Reproduce the listing verbatim, from the line containing "Point out flooded underpass in the photo." through the line containing "220,0 -> 390,259", with both ends included. Omit the pictures from your output.

Given entries:

= = = = = = =

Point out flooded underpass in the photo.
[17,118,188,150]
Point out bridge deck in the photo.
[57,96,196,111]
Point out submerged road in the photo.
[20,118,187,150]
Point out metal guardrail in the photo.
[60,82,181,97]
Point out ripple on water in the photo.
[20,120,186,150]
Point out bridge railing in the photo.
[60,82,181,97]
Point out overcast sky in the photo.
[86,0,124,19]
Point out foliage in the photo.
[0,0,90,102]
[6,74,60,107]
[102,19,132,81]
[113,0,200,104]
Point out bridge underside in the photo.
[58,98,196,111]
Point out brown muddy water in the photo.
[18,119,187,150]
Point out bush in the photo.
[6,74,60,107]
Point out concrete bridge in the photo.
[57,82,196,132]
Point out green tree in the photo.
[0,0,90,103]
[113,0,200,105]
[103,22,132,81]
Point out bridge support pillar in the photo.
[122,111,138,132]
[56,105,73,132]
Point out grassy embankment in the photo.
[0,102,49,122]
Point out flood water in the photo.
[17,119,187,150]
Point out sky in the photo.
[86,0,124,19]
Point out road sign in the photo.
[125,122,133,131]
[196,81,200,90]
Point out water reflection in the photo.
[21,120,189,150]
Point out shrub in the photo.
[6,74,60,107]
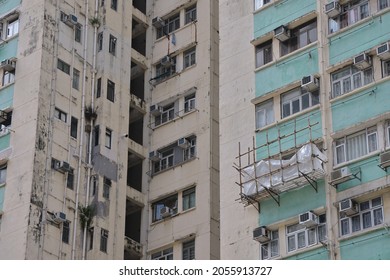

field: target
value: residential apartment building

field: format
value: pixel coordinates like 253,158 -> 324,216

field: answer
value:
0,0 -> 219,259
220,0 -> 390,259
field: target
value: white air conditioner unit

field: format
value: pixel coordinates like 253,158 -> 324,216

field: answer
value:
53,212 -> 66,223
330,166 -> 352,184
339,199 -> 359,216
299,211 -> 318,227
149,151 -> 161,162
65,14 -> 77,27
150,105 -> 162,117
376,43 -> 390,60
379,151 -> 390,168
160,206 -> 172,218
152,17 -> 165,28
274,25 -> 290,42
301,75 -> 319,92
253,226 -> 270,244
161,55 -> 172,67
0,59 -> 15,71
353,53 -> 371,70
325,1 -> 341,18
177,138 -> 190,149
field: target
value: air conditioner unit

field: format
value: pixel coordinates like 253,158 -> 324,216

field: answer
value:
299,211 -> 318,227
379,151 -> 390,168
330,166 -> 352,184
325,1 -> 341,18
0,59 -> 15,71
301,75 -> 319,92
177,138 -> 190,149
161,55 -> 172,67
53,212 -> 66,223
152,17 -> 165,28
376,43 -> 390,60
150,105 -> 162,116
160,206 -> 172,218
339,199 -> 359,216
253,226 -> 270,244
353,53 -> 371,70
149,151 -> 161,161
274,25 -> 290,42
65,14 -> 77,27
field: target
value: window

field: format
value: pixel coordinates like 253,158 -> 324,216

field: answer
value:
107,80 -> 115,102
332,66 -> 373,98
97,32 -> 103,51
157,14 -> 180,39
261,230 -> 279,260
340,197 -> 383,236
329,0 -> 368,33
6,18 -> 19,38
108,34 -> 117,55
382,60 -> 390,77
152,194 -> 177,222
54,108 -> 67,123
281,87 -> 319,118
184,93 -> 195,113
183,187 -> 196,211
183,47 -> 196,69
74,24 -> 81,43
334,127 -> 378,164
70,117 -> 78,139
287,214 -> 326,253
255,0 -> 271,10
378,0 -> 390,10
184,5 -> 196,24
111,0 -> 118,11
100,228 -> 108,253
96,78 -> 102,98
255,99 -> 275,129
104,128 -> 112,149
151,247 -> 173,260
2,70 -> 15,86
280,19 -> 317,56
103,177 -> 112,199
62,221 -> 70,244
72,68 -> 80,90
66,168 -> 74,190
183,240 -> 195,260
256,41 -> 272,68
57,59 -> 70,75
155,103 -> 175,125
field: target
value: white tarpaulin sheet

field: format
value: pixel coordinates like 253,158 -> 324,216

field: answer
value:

= = = = = = =

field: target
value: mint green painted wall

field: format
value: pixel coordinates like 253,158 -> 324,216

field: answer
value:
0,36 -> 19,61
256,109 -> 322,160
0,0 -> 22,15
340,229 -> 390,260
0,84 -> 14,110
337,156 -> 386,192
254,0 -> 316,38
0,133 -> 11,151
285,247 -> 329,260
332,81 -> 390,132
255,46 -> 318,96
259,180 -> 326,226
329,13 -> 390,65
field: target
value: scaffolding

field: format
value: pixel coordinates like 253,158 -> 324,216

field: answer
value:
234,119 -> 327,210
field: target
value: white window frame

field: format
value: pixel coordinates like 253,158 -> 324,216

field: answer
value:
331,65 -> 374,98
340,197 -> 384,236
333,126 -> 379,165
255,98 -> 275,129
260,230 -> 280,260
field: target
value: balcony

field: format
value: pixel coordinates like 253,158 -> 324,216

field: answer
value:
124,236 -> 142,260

= = = = = = =

Answer to this problem:
Point out flooded underpass in the photo.
[17,118,188,150]
Point out bridge deck in the photo.
[57,96,196,111]
Point out submerged road in the photo.
[20,118,187,150]
Point out metal guardrail in the photo.
[60,82,181,97]
Point out ripple on water in the photo.
[20,120,186,150]
Point out bridge railing in the photo.
[60,82,181,97]
Point out overcast sky in the photo.
[86,0,124,19]
Point out foliage in the photo.
[0,0,90,102]
[6,74,60,107]
[102,19,132,81]
[113,0,200,104]
Point out bridge underside in the photo.
[58,98,196,111]
Point out brown muddy water in the photo.
[18,119,187,150]
Point out bush in the photo.
[6,74,60,107]
Point out concrete bridge in the photo.
[57,82,196,132]
Point out green tree in the photo.
[0,0,90,103]
[113,0,200,105]
[103,22,132,81]
Point out bridge support pillar in the photo.
[122,111,138,132]
[56,105,73,132]
Point out grassy embankment in the photo.
[0,102,49,122]
Point out flood water in the photo.
[17,119,187,150]
Point out sky in the photo.
[86,0,124,19]
Point out road sign in the photo.
[125,122,133,131]
[196,81,200,90]
Point out water reflection in the photo.
[21,120,189,150]
Point out shrub in the photo.
[6,74,60,107]

field: target
value: residential apartment building

field: format
value: pixel coordinates like 253,158 -> 324,216

field: answer
value:
0,0 -> 219,259
220,0 -> 390,259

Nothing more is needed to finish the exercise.